▶ Selected text
Relaxed visa/permit restrictions for locals and foreign residents alike is making it easier for travel to the mainland while inbound traffic crossing the boundary is low budget and spending less on accommodation and food.
Tourism is an important pillar for Hong Kong’s economy. In pre-COVID times, tourism accounted for about four per cent of the territory’s Gross Domestic Product (GDP) and provided for about six per cent of total employment.
In Hong Kong’s heydays, the city saw about 65 million tourists in 2018, of which 51 million came from the mainland. It was boom time for retailers and restaurants. Long queues of mainland shoppers would line the streets along Canton Road and elsewhere waiting to buy luxury items from Gucci, Prada, Tiffany’s and other high-end stores which set up shop in Hong Kong to tap this lucrative market.
Today many restaurants and retail outlets are closing down, especially in the boundary towns of Sheung Shui and Yuen Long. The market is no longer there, and high rental costs make it almost impossible to survive.
During the 2025/2026 festive season, Hong Kong saw a 25.6 per cent rise in inbound trips on New Year’s Day 2026 (664,338 trips), but this was still countered by a massive 515,954 outbound exits on the same day.

▶ What is required
How would you carry on the passage about Hong Kong tourism, picking up right after its last sentence? The records below this text were taken from a separate source.

(Descriptions of regions in natural language)
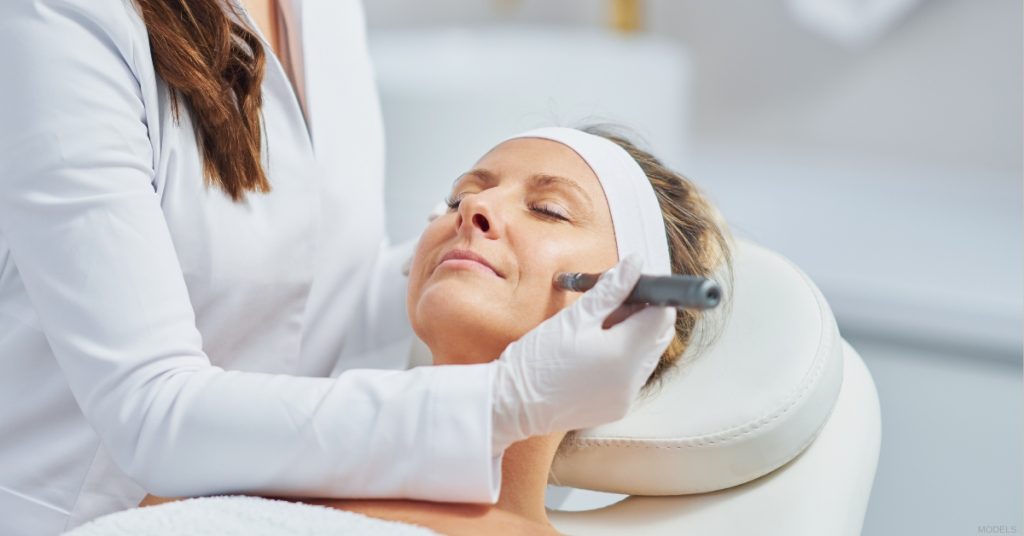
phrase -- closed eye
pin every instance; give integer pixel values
(549, 212)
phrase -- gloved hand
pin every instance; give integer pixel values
(570, 373)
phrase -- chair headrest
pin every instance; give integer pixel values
(737, 409)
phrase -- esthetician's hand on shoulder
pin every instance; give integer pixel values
(569, 372)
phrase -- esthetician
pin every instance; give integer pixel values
(193, 238)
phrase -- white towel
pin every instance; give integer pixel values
(241, 516)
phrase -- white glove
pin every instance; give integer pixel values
(568, 373)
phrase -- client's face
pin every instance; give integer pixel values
(482, 273)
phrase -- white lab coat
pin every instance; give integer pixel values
(123, 278)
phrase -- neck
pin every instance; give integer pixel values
(525, 463)
(524, 477)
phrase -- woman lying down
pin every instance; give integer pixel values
(547, 201)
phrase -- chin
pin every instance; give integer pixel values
(460, 325)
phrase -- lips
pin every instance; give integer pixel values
(466, 254)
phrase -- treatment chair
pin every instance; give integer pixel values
(773, 429)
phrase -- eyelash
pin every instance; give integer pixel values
(453, 204)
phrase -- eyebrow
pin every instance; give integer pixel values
(540, 179)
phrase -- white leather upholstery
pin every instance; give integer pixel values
(741, 408)
(774, 429)
(824, 490)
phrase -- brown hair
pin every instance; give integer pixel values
(698, 245)
(214, 65)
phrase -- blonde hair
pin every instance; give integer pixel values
(699, 244)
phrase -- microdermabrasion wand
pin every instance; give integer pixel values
(670, 291)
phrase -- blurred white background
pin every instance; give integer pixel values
(884, 159)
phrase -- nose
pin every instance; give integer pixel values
(478, 213)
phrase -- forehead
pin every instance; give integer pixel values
(522, 158)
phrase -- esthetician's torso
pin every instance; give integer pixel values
(276, 282)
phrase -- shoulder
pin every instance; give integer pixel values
(62, 23)
(451, 519)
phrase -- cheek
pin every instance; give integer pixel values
(431, 239)
(537, 292)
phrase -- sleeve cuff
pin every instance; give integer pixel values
(464, 466)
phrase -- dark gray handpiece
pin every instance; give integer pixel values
(671, 291)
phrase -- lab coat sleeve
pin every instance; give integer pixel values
(89, 240)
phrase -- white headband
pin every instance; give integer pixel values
(636, 214)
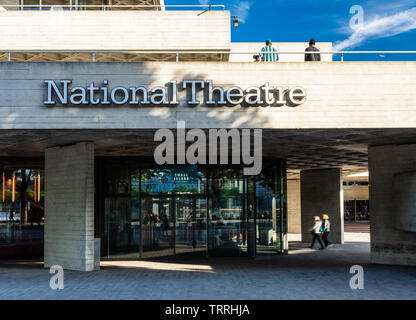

▶ Written answer
Winston Yeung, chair of the Hong Kong Federation of Restaurants & Related Trades, told local media that business was sluggish during the Christmas holiday, with some restaurant owners calling it “the slowest business at Christmas over the past 10 years.”
Unfortunately, the local market is not propping up the tourism outlets. Instead, the locals are traveling in large numbers to Shenzhen and Macau and other parts of China for day trips or extended holidays, thereby providing a leakage in the local economy.
While Hong Kong received more than an estimated 45 million visitors last year, more than about 100 million departures were recorded by the Immigration Department of locals leaving Hong Kong by plane, train or bus mainly to the mainland (75 per cent), and to other major Asian destinations.
Hong Kong has 320 hotels offering 92,907 rooms, according to the Hong Kong Tourism Board. Despite mainlanders’ choice of more budget accommodation, occupancy rates for the hotel industry remained high at 88 per cent last year. The major hotels are not affected by the change in mainlanders’ preferences as they rely more on the affluent international tourist, visiting Hong Kong for business, conventions or holidays.
Property developer, Caldwell Banker Richard Ellis (CBRE) says Hong Kong’s hospitality market currently presents various investment-ready assets including rare investment opportunities for upper upscale and luxury hotels. These high-end properties are particularly attractive due to their resilience, as they are less reliant on Chinese group travelers and enjoy sustained spending power among affluent individual travelers and international visitors. This makes them attractive for investors seeking stable returns in a dynamic market.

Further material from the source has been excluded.